** What the exercise asks **
Please check the forum thread on form and tonality below: for what purpose does Mahlerian write in strict forms?

** Quoted passage **
=-=-=

# Form and tonality! DISCUSSION



## Xenakiboy

This thread is about the use of form and tonality in composing, I think this fits better in this area than the young composers section but here I go: (also, I'm not a beginner so this isn't relating to starting composing)

Here are the questions for discussion:

*1* What use of form and tonality (Or atonal 12 tone rows etc.) is required to make a piece sound good to your ears?

*2* How do *you* develop your themes and motifs?

*3* For those who compose atonal music: Do you use systems or do you compose by feeling or a mental picture?

*4* What forms to use and how strict are you to them?

_this is just a start but I'll have more questions soon_


----------



## Mahlerian

1: No requirements there. I only require that something be well-composed and well-thought out.

2: Changes in rhythm, contour, harmony, accent, and so forth. I don't find it interesting to simply transpose constantly.

3: I don't agree with the term atonal*, but some who do have said some of the music I've written fits that term. I don't ever compose on the basis of stories or programmatic elements; I focus on musical expression and musical development.

4: I've tried out a number of things, but I only write in strict forms for the sake of exercises rather than for more serious compositions.

*Basically for the reason that this term really doesn't say anything about how the music is constructed, and as such is unhelpful as a descriptive term. If taken literally, with tonal used as people often use it, it's false. So-called atonal music is just music with a chromatic, non-triadic basis. It doesn't say anything, beyond that, about which harmonies are used or about how they are used, and to call Xenakis and Sessions both atonal as if they had as much in common as the tonal music of Bach and Brahms did is misleading at best and utter nonsense at worst.


----------



## Xenakiboy

Thanks for the response so far. My opinion on 'atonal music' is the same, but like the term "classical music", it give a general idea.

I have a question relating to composing now:

*5* How do get yourself out of a 'ostinato loop'. _Sometimes when I'm at a creative low, I find ideas only coming in the form of ostinato's (melodies over repeating patterns of chords). No doubt others have come accross this at time, _* how would you deal with this?*


----------



## Mahlerian

5: I wouldn't say that happens to me, because I always try to think in terms of contrapuntally separate voices, which would be my suggestion: if you're thinking too much in terms of repeated chords + harmony, break the chords apart and start thinking in separate voices. If I have a vice, it's to keep the texture too thin when I might want something fuller or (if I'm writing at the computer) be stuck in thinking with the barlines rather than in terms of overarching rhythmic phrases.

=-=-=

** Excerpted records **
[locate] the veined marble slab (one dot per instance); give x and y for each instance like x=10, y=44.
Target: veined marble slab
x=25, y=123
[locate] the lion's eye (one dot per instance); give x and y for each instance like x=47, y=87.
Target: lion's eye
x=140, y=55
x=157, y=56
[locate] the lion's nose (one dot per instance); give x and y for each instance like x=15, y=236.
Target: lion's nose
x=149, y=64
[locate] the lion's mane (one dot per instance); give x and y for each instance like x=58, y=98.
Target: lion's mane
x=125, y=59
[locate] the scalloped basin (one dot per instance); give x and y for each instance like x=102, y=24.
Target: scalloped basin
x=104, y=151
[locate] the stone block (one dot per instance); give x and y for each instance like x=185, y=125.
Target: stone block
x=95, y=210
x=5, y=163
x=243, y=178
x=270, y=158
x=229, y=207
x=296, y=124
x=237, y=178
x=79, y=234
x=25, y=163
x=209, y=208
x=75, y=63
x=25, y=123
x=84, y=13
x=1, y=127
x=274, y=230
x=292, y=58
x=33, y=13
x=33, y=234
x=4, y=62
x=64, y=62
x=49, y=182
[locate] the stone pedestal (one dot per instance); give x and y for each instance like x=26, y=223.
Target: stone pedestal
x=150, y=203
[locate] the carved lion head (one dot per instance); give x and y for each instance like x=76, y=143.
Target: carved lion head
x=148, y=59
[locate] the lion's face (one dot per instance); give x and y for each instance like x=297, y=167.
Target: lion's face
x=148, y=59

=-=-=

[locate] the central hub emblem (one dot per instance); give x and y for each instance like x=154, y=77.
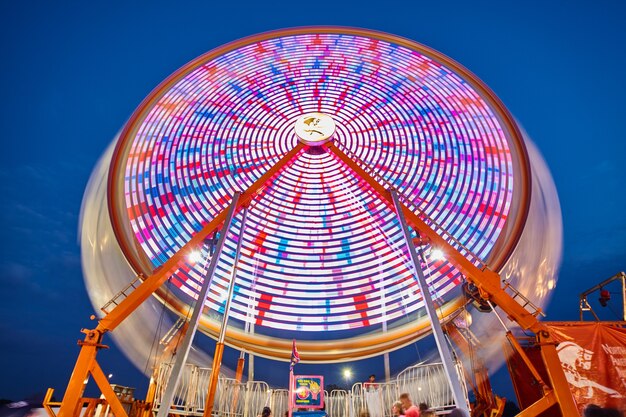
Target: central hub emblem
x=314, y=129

=-=-=

** Final result **
Only for exercises, not for more serious compositions.